→ **EXCERPTED PASSAGE**:
Meet two Health Sciences learners redefining what it means to be a student-athlete.
It was the middle of the Olympic games and Hallie Clarke had a discussion post due.
“I was doing school when I was participating at the games,” she says, grinning. “I was literally like, ‘oh, I have to get this [assignment] in!’”
The 21-year-old skeleton racer and Bachelor of Health Sciences (BHSc) student was one of the 206 athletes competing for Team Canada at the Milano-Cortina Olympic Games this past February. During the opening ceremony, with balcony crowds and spectators lining the streets, Hallie had something of a ‘pinch me’ moment just before walking through the rings.
“I mean, I grew up watching the Olympics. I remember standing there, looking at it all thinking, this is the moment I watched growing up. And then realizing, whoa, I’m about to be the one doing this.”
Launching headfirst into learning
Hallie placed 19th in the women's skeleton event at the Milano-Cortina Olympics. Photo credit: IBSF
In between all the competition circuits and the rigorous training schedule, Hallie is one of two first-time Olympic athletes currently completing a BHSc degree at Queen's University.
Originally a figure skater, Hallie didn’t discover sliding sports until her early teens. After moving with her family to Calgary, she had a chance encounter with a poster advertising skeleton lessons. What began as curiosity quickly turned into something more serious.
Now she is the first athlete to simultaneously hold both senior and junior World Championship skeleton titles and spends her time hurtling down an icy chute at speeds more commonly found on a 400-series highway than your local tobogganing hill.
Studying the science behind performance
For Alison Mackie, cross-country skiing was part of life from the very beginning.
“My parents put me on skis soon after I could walk,” she says. “I cross-country skied all throughout my childhood and began racing when I was seven.”
During the COVID-19 pandemic, Alison began training more seriously, pursuing the sport at a high-performance level. Based in Canmore, Alberta, she now splits her time between training with Canada’s national team and working on her degree.
Alison completed several events at Milano-Cortina, including an eighth-place finish in the women’s 10km interval start. Just a few weeks later, she travelled to Lillehammer, Norway, where she skied her way to gold at the under-23 cross-country skiing championships.
Studying health sciences, she says, allows her to better understand the physiology behind her sport.
“Understanding how the body responds to physiological stimulation has allowed me to better understand my training plan and why I train a certain way during different times of the race season and the training season.”

Collected data

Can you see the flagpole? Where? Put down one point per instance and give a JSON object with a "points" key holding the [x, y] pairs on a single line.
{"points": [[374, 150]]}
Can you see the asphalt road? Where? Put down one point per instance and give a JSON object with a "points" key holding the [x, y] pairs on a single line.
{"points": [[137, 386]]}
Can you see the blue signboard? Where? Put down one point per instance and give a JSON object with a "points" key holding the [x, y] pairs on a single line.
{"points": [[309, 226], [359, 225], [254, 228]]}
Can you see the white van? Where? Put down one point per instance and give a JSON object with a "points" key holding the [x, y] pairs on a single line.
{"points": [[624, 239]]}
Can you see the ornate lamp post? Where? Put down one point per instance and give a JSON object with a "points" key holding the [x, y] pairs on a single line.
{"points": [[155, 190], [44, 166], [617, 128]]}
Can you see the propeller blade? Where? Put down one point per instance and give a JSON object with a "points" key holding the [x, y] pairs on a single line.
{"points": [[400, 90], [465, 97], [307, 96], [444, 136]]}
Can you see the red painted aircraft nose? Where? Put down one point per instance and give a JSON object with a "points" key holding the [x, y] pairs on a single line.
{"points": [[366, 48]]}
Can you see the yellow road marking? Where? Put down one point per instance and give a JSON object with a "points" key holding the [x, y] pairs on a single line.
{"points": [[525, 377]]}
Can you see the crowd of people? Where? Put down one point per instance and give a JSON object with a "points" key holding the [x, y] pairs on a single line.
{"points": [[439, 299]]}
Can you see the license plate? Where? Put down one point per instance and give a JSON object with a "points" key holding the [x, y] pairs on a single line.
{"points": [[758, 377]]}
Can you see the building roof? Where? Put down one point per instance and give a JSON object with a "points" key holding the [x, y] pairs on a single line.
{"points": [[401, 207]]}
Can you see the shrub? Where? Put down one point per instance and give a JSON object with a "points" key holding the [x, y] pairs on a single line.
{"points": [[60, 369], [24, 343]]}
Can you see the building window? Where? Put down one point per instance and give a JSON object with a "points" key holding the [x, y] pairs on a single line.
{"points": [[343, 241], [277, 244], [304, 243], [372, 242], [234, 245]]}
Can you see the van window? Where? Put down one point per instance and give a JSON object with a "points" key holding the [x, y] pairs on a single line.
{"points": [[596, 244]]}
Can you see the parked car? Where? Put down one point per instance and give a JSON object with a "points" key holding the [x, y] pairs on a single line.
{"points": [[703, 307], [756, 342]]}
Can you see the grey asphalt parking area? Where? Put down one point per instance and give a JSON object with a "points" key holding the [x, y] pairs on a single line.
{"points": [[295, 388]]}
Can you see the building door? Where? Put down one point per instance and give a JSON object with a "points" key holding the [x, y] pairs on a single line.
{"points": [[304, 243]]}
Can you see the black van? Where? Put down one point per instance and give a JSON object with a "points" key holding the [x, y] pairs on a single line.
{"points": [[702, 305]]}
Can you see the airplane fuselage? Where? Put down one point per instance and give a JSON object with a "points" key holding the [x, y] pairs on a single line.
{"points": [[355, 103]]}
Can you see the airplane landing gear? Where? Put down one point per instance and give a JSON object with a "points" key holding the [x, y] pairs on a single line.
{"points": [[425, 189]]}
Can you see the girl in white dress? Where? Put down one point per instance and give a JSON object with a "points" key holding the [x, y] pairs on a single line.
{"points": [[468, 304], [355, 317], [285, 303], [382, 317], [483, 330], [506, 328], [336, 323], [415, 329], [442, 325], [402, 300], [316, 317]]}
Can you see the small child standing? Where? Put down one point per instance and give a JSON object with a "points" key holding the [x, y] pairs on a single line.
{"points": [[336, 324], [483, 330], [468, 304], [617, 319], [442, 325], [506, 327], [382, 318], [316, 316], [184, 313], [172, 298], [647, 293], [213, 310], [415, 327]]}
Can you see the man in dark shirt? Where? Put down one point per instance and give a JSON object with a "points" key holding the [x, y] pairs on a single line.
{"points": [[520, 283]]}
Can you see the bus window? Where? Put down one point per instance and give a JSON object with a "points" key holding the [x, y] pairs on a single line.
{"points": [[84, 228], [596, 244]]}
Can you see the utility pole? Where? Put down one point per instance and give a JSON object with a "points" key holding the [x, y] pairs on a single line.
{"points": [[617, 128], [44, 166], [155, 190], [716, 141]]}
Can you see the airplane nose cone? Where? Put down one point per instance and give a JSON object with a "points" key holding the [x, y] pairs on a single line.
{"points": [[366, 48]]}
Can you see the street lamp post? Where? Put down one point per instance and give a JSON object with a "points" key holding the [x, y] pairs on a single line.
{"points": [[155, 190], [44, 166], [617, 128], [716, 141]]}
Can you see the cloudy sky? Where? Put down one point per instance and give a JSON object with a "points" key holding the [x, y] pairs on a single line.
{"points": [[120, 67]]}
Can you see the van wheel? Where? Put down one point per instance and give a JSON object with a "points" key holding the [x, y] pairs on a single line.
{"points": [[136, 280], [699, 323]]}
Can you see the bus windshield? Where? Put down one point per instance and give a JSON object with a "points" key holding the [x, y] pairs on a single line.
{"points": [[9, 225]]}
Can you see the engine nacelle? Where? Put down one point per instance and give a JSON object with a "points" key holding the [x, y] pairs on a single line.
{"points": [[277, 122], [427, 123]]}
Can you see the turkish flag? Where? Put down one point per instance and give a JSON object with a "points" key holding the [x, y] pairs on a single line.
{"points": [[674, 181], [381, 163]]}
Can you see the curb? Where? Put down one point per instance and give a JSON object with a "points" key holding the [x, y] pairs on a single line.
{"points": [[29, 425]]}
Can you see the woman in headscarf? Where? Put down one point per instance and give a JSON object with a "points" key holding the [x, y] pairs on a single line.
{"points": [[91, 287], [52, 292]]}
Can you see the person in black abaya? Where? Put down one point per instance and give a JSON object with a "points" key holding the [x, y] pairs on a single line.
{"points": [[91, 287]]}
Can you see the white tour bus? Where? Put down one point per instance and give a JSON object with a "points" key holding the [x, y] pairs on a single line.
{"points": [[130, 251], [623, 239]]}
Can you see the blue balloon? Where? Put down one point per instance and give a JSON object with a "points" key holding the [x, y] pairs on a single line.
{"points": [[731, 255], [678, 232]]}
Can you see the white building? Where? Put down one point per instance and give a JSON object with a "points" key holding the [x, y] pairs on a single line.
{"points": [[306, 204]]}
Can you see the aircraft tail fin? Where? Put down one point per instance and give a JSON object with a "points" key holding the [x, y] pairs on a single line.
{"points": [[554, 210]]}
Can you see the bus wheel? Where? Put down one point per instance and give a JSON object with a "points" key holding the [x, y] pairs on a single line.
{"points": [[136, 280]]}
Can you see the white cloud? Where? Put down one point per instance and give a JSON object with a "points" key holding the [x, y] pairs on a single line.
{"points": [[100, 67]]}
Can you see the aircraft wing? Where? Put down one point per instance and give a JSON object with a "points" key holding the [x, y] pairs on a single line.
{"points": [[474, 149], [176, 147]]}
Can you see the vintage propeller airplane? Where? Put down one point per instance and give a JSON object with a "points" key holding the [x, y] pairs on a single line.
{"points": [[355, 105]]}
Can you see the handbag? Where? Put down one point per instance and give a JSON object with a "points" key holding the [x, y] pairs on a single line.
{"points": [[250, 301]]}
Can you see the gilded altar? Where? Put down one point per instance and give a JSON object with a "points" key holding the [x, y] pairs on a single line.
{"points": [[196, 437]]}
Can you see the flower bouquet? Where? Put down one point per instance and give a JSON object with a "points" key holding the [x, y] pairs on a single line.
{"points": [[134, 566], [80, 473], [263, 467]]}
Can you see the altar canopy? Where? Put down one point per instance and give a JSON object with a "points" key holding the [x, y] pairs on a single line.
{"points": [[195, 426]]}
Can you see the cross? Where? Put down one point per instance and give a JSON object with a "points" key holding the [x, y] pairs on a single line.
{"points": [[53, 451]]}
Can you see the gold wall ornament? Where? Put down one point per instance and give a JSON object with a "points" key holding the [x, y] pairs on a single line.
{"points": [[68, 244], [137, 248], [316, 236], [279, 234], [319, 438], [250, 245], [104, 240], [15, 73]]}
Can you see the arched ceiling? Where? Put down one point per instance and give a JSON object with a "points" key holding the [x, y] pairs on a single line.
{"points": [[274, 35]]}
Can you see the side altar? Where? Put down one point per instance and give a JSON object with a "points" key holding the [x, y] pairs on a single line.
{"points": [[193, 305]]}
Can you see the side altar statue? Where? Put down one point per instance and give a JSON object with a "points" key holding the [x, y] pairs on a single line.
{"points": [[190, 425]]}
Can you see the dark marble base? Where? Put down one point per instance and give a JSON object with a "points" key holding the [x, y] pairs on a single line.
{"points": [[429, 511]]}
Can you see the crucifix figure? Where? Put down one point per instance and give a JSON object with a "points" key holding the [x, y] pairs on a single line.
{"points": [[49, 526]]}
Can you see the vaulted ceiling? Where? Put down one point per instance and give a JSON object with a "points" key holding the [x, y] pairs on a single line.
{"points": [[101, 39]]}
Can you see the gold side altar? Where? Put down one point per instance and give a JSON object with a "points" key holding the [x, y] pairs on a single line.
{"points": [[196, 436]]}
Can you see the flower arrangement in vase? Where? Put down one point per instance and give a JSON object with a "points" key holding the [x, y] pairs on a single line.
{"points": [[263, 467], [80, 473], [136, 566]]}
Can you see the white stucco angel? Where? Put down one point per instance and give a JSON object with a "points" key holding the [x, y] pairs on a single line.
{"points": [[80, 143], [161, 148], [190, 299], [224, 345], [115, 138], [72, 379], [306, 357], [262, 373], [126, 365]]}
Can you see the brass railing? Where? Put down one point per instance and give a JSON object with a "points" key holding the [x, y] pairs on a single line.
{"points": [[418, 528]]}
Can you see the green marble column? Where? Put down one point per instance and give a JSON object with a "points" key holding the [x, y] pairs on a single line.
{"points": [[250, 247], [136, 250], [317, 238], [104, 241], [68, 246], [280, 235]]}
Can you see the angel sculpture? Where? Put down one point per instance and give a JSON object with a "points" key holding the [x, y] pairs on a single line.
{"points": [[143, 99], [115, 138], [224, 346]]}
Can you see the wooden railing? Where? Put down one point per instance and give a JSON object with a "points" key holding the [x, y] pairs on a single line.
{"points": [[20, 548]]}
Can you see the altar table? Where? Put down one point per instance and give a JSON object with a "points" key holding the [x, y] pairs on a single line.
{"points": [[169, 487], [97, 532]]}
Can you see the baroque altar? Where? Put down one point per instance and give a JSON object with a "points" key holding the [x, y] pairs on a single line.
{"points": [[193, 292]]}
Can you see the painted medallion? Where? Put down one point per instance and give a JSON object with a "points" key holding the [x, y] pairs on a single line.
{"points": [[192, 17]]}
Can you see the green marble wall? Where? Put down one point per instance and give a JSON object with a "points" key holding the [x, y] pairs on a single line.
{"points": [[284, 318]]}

→ **EXERCISE TASKS**:
a) In the article about the two Olympic health sciences students, what place did Hallie Clarke finish in the women's skeleton event at Milano-Cortina?
b) Carry on the article about the two Olympic health sciences students, picking up after its final sentence.

→ **RESULTS OF THE TASKS**:
a) 19th place.

b)
Hallie found similar connections in her coursework. As an elite athlete, she is regularly tested for performance-enhancing substances. Her pharmacology course offered new insight into why certain compounds are restricted.
“It actually translated way more than I expected it to. Obviously, we know what we can and cannot take, but it was really interesting to understand how these substances biologically affect you—and why they’re banned.”
No fixed finish line
Alison Mackie making her Olympic debut. Photo credit: Nordic Focus
The BHSc program’s flexible, online format makes it possible to combine elite sport with undergraduate study, but both athletes say balancing the two still requires time management, discipline, and openness to a less traditional academic journey.
“There’s no timeline you have to follow,” says Hallie, who is doing her degree part-time.
“Some of my friends from high school, they're graduating either this year or they graduated last year. That doesn’t mean I’m behind. Everyone's journey is different.”
Pursuing both athletics and academics, Alison agrees, is about maintaining balance over time. She’s committed to competing at the highest levels of her sport while building a future beyond it. Her sights are set on the 2030 Winter Olympics in the French Alps, and plans to ski for as long as she continues to love racing and training. Eventually, she hopes to attend medical school and pursue a career as a physician.
For now, Hallie isn't thinking too far ahead. She has her skeleton career to build and at least a few more discussion posts to submit before can complete her degree.
“I'm thinking about medical school,” she says. “But I’m also keeping an open mind.”